• [ZITIERTER TEXT]:
■ ■ ■ ■ ■

Nunja, evtl im Moment nichts überragendes, eher kleine Sachen wie die Flughafenaktion zu Nacktscannern oder regionale Initiativen. (ElternLans, Datenschutzseminare und Aktionen dazu zumindest bei uns in Sachsen)

Das Problem ist halt das die Piraten sich an den Bürger wenden wollen, was sie machen, hängt aber immer von der lokalen Gruppe ab.  

Als APO ist es außerdem Recht schwer Politik zu platzieren. Als Bürger hat man im Prinzip null Chance seine Wünsche in die Politik einzubringen. Im Verbund als Partei geht es besser, ist aber immer noch nicht einfach. 

Mir persönlich kommt es so vor als das bei uns die Einreichungszeit der Anträge im Landtag wichtiger ist, als die mögliche Zusammenarbeit über die Fraktionen hinweg. Nachfragen ergeben antworten wie: "Das Spielchen wirst du ganz schnell hier lernen"

Während die Spielen macht die Staatsregierung weiter ihre Arbeit und drückt mit der FDP zusammen ein Versammlunggesetz durch das Deutschlandweit mit seinesgleichen sucht(Nur als Beispiel)

Um ganz polemisch zu fragen: Welche Art von Politik meinst du ist die Bessere?


----------



## quantenslipstream (6. Februar 2010)

Dass die CDU/FDP Koalition Klientelpolitik macht, stand doch schon vor der Wahl fest und jeder Wähler wusste das im Prinzip, von daher darf man sich dann auch nicht wundern, dass sie das nun machen.
Lustig ist Rüttgerns, dessen Felle langsam wegschwimmen und nun mit der These rauskommt, dass die Steuersenkung für die Hotelketten doch nicht so gut war und dass man die Steuern nun doch nicht so senken kann, wie von der FDP gehofft.


----------



## Nuklon (7. Februar 2010)

quantenslipstream schrieb:


> Dass die CDU/FDP Koalition Klientelpolitik macht, stand doch schon vor der Wahl fest und jeder Wähler wusste das im Prinzip, von daher darf man sich dann auch nicht wundern, dass sie das nun machen.


Davon rede ich ja gar nicht. Wenn die FDP den Hotels die Steuern senkt und noch Miospenden bekommen, ist das selten dämlich. 
Ich red von Versammlungsgesetzen, die dazu führen das die Gegendemo verboten wird und bleibt, die rechte Demo aber stattfinden darf.

Das böse ist bei der FDP, dass sie vor der Wahl tönt und nach der Wahl mit Posten zufrieden sind. Der einsame Leuchtturm Leutheusser-Schnarrenberger wird als Mahner zum Vorzeigen stehen gelassen. 
Das es intern in der FDP deswegen leicht brodelt, vorallem unter den Mitgliedern ist der Führungsspitze egal.

■ ■ ■ ■ ■

• [BEREITGESTELLTE AUFLISTUNG]:
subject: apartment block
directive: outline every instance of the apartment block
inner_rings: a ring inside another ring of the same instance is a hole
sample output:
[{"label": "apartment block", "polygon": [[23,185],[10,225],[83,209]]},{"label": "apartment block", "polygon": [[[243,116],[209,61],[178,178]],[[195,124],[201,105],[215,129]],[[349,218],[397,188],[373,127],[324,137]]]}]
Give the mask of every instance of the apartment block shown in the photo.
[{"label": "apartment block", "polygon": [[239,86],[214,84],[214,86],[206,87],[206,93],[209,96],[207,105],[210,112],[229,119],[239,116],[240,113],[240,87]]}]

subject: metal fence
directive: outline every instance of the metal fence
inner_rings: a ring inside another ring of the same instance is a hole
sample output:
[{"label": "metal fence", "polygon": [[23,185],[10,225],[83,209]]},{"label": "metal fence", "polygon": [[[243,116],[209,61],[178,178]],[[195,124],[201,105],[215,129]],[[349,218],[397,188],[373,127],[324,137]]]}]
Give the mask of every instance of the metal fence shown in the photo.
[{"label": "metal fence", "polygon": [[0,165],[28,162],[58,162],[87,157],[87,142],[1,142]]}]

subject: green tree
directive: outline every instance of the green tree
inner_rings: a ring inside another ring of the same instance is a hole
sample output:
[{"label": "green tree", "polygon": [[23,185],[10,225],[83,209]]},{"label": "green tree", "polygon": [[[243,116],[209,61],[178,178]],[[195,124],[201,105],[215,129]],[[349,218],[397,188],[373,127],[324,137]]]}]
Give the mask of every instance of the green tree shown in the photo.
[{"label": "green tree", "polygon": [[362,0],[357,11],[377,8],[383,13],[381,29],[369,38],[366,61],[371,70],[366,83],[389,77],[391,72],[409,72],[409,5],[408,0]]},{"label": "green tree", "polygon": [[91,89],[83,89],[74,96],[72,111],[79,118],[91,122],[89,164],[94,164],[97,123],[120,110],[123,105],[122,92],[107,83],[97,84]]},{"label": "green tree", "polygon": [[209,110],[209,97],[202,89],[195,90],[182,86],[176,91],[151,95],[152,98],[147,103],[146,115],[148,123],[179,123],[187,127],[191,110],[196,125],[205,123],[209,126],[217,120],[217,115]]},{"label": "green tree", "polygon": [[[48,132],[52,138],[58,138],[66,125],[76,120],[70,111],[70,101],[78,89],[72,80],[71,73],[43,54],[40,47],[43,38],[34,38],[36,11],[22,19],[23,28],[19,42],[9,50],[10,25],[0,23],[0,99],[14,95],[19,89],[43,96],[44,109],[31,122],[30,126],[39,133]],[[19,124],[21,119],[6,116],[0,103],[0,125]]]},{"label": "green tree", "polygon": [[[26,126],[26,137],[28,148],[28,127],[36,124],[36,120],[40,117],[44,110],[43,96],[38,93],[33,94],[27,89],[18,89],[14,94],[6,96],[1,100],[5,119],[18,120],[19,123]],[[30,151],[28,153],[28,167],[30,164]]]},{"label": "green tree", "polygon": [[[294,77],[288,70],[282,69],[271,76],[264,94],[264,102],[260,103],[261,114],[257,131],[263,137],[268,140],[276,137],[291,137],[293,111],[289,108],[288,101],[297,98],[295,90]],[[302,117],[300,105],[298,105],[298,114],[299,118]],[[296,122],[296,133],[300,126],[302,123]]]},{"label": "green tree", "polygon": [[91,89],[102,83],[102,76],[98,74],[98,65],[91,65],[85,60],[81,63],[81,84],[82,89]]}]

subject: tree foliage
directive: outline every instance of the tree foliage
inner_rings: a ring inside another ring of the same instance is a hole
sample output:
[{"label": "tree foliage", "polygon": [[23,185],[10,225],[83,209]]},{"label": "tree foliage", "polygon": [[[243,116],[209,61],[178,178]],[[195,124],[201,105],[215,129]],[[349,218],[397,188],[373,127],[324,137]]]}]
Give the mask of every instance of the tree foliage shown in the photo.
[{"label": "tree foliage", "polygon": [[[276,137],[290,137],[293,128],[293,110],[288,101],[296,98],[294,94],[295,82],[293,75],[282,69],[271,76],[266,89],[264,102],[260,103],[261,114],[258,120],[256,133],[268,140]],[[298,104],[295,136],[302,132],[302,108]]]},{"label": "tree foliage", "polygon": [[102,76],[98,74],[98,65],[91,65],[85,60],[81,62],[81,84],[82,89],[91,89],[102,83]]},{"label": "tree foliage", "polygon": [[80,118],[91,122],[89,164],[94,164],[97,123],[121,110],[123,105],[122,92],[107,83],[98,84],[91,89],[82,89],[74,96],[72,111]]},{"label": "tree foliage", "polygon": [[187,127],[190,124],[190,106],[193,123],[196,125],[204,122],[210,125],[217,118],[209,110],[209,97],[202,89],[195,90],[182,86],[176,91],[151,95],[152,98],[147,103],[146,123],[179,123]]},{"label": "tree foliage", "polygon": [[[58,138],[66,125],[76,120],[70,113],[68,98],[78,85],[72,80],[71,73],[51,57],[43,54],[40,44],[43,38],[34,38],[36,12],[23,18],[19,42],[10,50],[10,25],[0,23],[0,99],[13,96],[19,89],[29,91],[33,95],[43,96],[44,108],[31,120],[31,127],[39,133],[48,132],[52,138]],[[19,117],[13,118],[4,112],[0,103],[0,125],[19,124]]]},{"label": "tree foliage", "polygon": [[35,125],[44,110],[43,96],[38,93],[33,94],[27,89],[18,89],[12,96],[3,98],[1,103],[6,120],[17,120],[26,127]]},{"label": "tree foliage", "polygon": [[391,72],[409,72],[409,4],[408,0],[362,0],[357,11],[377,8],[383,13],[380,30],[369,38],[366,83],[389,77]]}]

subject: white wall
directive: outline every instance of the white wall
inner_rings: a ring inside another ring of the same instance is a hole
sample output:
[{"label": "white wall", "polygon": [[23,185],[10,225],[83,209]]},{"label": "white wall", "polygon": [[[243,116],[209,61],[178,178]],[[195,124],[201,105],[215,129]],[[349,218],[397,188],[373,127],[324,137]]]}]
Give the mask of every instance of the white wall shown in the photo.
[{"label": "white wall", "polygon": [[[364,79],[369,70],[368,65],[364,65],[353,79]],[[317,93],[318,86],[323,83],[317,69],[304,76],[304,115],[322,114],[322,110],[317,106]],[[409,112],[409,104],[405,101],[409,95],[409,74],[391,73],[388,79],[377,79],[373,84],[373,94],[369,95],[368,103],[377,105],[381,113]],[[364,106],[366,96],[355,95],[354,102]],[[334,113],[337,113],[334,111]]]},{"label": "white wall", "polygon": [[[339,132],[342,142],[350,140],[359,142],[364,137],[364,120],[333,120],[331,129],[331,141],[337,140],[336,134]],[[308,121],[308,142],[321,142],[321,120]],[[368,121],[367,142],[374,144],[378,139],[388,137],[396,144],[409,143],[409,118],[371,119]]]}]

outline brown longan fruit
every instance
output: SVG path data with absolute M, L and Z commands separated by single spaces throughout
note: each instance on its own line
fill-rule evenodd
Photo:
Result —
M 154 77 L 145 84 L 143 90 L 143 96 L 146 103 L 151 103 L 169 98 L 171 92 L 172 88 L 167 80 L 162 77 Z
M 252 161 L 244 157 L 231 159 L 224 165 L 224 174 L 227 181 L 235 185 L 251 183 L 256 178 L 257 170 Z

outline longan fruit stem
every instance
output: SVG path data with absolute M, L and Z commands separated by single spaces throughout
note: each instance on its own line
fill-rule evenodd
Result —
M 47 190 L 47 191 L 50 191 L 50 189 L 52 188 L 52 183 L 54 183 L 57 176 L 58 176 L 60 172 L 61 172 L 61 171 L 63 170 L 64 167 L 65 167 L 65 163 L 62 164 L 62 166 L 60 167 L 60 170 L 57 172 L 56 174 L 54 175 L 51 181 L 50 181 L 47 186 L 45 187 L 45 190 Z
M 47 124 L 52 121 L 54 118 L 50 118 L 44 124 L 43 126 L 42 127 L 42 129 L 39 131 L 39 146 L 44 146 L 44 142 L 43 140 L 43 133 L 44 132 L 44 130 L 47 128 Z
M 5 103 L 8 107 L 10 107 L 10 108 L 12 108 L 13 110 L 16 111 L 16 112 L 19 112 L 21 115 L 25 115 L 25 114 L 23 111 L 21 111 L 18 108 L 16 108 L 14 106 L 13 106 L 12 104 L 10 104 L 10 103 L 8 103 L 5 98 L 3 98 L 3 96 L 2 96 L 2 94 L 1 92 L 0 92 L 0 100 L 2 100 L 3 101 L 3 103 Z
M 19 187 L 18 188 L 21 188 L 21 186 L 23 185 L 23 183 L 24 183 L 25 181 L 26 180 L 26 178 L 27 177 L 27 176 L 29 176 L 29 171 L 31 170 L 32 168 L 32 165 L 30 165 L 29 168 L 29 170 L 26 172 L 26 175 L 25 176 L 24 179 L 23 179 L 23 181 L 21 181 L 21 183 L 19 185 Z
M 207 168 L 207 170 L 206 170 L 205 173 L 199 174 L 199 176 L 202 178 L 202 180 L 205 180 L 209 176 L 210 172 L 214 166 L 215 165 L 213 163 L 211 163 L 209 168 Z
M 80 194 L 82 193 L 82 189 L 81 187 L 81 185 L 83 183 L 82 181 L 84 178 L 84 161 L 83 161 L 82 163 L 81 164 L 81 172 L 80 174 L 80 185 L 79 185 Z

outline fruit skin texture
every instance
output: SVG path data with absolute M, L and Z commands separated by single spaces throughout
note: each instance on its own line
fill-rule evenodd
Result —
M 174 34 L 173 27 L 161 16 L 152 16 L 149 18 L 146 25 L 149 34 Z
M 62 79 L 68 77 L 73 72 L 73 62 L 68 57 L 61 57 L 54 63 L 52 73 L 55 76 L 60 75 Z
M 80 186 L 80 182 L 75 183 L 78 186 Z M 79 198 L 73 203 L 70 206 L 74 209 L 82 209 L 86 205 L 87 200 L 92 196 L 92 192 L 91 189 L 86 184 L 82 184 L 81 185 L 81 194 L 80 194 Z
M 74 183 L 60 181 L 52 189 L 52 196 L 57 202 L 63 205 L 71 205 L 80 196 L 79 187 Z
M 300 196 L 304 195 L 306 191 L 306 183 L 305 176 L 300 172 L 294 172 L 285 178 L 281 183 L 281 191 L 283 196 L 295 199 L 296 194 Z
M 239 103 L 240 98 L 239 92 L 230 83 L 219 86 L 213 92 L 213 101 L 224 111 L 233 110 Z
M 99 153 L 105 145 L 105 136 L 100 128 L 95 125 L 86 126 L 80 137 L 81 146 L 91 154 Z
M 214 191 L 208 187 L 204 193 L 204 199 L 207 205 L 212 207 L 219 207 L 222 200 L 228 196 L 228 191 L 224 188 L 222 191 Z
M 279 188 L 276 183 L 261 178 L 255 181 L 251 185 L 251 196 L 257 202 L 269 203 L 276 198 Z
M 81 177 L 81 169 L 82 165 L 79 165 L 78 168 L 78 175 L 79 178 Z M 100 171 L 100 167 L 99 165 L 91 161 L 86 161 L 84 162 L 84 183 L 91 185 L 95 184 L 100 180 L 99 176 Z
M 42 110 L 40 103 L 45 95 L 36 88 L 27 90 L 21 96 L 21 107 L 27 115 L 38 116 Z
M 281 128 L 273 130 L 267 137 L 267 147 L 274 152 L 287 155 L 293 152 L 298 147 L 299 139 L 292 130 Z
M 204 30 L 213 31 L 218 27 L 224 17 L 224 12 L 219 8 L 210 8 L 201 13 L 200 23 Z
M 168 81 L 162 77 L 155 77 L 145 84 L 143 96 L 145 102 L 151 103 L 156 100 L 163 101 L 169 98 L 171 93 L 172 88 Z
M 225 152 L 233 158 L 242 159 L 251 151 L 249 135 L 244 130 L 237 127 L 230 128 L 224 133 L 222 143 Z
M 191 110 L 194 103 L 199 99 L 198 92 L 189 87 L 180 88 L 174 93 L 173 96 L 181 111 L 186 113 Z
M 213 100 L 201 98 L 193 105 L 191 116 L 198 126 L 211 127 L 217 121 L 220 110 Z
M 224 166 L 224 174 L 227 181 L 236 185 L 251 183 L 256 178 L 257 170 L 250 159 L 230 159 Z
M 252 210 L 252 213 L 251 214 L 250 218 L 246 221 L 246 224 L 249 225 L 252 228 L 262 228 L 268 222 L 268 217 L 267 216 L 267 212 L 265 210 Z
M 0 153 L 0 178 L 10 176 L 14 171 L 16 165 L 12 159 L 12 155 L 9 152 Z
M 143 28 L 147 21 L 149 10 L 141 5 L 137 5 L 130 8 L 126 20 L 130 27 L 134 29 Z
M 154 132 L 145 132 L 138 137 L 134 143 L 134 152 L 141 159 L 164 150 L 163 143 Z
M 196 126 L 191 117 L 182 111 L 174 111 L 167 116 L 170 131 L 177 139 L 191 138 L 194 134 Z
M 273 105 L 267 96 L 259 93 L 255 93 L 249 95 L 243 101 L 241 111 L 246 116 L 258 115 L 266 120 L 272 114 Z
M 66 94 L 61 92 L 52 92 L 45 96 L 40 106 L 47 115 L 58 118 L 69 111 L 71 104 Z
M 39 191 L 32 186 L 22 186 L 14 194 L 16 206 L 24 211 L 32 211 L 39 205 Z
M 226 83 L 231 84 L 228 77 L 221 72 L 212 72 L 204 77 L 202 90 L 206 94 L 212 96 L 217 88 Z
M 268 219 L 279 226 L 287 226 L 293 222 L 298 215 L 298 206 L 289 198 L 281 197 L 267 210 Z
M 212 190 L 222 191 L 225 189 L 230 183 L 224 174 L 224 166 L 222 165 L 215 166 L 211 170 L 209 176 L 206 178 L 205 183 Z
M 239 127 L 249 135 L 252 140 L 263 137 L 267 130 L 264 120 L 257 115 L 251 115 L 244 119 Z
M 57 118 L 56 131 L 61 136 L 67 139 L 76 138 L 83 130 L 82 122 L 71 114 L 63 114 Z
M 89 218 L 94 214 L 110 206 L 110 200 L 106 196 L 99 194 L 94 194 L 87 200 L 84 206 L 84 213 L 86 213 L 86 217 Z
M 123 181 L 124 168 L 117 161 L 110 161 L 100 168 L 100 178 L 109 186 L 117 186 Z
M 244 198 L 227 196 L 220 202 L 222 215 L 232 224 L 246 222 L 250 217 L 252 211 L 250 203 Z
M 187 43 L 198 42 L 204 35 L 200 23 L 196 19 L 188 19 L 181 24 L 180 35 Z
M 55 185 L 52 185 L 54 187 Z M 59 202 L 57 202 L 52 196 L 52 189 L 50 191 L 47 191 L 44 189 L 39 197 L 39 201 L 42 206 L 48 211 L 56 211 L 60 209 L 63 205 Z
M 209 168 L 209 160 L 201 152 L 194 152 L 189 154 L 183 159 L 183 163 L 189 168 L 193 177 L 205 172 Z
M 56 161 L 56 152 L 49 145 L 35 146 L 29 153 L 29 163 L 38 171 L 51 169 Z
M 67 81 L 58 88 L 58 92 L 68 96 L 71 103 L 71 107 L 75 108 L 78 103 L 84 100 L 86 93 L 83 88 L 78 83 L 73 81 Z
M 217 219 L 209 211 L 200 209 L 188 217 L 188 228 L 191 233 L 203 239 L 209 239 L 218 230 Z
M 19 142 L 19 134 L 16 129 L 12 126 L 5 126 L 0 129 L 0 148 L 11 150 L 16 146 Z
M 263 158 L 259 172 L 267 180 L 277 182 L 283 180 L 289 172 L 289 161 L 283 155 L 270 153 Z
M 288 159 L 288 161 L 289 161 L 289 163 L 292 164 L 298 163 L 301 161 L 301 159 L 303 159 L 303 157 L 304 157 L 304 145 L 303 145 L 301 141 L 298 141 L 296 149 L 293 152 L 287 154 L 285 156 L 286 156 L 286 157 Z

■ ■ ■ ■ ■

• [AUFGABENSTELLUNG]:
Fasse den Absatz im zitierten Text, der mit „Als APO ist es außerdem“ beginnt, als knappe Stichpunktliste zusammen.

• [LÖSUNG]:
- Als APO ist es schwer, Politik zu platzieren.
- Einzelne Bürger haben im Prinzip keine Chance, ihre Wünsche in die Politik einzubringen.
- Im Verbund als Partei gelingt das besser, ist aber immer noch nicht einfach.